Re: micro compaction

Russ Weeks Tue, 09 Jun 2015 12:55:09 -0700

For consistency and ease of implementation. Say I've written a stack of
combiners that do statistical aggregation, sampling etc. on my table.
Rather than port that logic to a Storm topology or to the DStream API I'd
just like to turn that stack on in my BatchWriter.


On Tue, Jun 9, 2015 at 12:47 PM David Medinets <[email protected]>
wrote:

> Consider using Storm, Pig, Spark, or your own framework to handle the
> in-memory aggregation before giving the data to the BatchWriter. Why would
> any part of Accumulo code be responsible for this kind of
> application-specific data handling?
>
> On Tue, Jun 9, 2015 at 3:17 PM, [email protected] <
> [email protected]> wrote:
>
>>  Just to clarify the origin of my question.
>>
>>
>>
>> I had to do some performance tests to compare different storage types of
>> “raw” data against each other.
>>
>>
>>
>> Hopefully, picture below is visible in the mailing list. If not, I will
>> put it somewhere else.
>>
>>
>>
>> 6 million “original” records, 1.3GB data, 233 bytes per record
>>
>> Each original record is 40 fields delimited by tab, on average 19 – not
>> null
>>
>> Batchwriter, single java program
>>
>>
>>
>> First three bars represent single “heavy” mutation to insert the whole
>> tabular line / serialized object.
>>
>> 4,5,6,7 bars – composite mutation (all qualifiers for the same rowid in
>> one mutation)
>>
>> 8, 9, 10, 11 – individual mutations (all qualifiers for the same rowid in
>> separate mutations) - ~19 mutations per original record
>>
>>
>>
>> On average, single “heavy” mutations are 7-10 times faster than anything
>> else, composite are 10%-35% faster than individual.
>>
>>
>>
>> I am not an expert how Accumulo is implemented internally, however it
>> looks like composite mutation is treated more or less in the same way as a
>> set of individual mutations. Probably, largest overhead is added by WAL.

▶ TO DO
#1 Could you arrange the records from the line with "Where can the ceiling" through their last line as a Markdown table with the columns Row and Line, leaving out blank lines?
#2 Can you pick up the micro compaction thread after its last sentence and continue it?
The mailing list thread on micro compaction and the records are unrelated material.

▶ MATERIALS PROVIDED
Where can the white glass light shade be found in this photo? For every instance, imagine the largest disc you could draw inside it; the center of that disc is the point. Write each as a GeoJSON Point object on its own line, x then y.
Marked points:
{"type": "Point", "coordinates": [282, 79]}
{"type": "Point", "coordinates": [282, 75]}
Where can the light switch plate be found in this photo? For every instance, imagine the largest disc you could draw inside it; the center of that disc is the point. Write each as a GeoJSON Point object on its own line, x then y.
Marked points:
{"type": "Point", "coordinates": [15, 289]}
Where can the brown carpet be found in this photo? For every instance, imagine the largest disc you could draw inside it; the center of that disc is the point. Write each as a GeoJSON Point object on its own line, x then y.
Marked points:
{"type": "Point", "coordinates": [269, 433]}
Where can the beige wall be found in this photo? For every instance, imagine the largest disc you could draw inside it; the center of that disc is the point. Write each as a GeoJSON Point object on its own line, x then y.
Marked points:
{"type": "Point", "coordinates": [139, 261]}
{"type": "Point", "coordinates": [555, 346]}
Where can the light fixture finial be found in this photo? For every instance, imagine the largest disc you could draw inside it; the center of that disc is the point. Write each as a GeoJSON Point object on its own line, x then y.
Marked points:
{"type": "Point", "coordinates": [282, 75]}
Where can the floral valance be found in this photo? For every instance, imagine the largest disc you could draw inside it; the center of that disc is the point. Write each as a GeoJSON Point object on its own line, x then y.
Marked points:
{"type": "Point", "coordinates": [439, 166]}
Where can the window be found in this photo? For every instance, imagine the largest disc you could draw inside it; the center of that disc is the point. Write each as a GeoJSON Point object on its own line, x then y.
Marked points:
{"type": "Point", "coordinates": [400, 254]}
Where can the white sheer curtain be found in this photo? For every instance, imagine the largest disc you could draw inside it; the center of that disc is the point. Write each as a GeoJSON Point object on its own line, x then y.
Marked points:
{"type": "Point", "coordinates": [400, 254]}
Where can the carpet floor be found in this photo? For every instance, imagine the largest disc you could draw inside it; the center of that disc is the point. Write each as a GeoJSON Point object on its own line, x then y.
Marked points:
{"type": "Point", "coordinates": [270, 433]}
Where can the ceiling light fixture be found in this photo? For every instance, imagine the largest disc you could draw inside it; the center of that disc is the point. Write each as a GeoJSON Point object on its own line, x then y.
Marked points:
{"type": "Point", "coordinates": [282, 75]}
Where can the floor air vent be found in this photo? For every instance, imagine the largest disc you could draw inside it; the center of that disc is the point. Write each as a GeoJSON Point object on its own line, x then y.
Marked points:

▶ WRITTEN ANSWERS
#1
| Row | Line |
|---|---|
| 1 | Where can the ceiling light fixture be found in this photo? For every instance, imagine the largest disc you could draw inside it; the center of that disc is the point. Write each as a GeoJSON Point object on its own line, x then y. |
| 2 | Marked points: |
| 3 | {"type": "Point", "coordinates": [282, 75]} |
| 4 | Where can the floor air vent be found in this photo? For every instance, imagine the largest disc you could draw inside it; the center of that disc is the point. Write each as a GeoJSON Point object on its own line, x then y. |
| 5 | Marked points: |

#2
>>
>>
>>
>>
>>
>> Data utilization before and after manual compaction of test table and all
>> system tables:
>>
>>
>>
>>
>>
>> It’s not clear why “accumulo du” shows twice less data used comparing to
>> “hdfs du”.
>>
>>
>>
>> All these tests made us think that we can improve performance by doing
>> some calculations in-memory (and our use-case fits very well) and reducing
>> number of mutations. Now I am trying to understand whether there is a
>> relatively easy way to do this with Accumulo or whether it’s time to look
>> closer into something like Spark.
>>
>>
>>
>> Thanks
>>
>> Roman
>>
>>
>>
>>
>>
>>
>>
>>
>>
>> *From:* Adam Fuchs [mailto:[email protected]]
>> *Sent:* 09 June 2015 19:08
>>
>> *To:* [email protected]
>> *Subject:* Re: micro compaction
>>
>>
>>
>> I think this might be the same concept as in-mapper combining, but
>> applied to data being sent to a BatchWriter rather than an OutputCollector.
>> See [1], section 3.1.1. A similar performance analysis and probably a lot
>> of the same code should apply here.
>>
>>
>>
>> Cheers,
>>
>> Adam
>>
>>
>>
>> [1] http://lintool.github.io/MapReduceAlgorithms/MapReduce-book-final.pdf
>>
>>
>>
>> On Tue, Jun 9, 2015 at 1:02 PM, Russ Weeks <[email protected]>
>> wrote:
>>
>> Having a combiner stack (more generally an iterator stack) run on the
>> client-side seems to be the second most popular request on this list. The
>> most popular being, "How do I write to Accumulo from inside an iterator?"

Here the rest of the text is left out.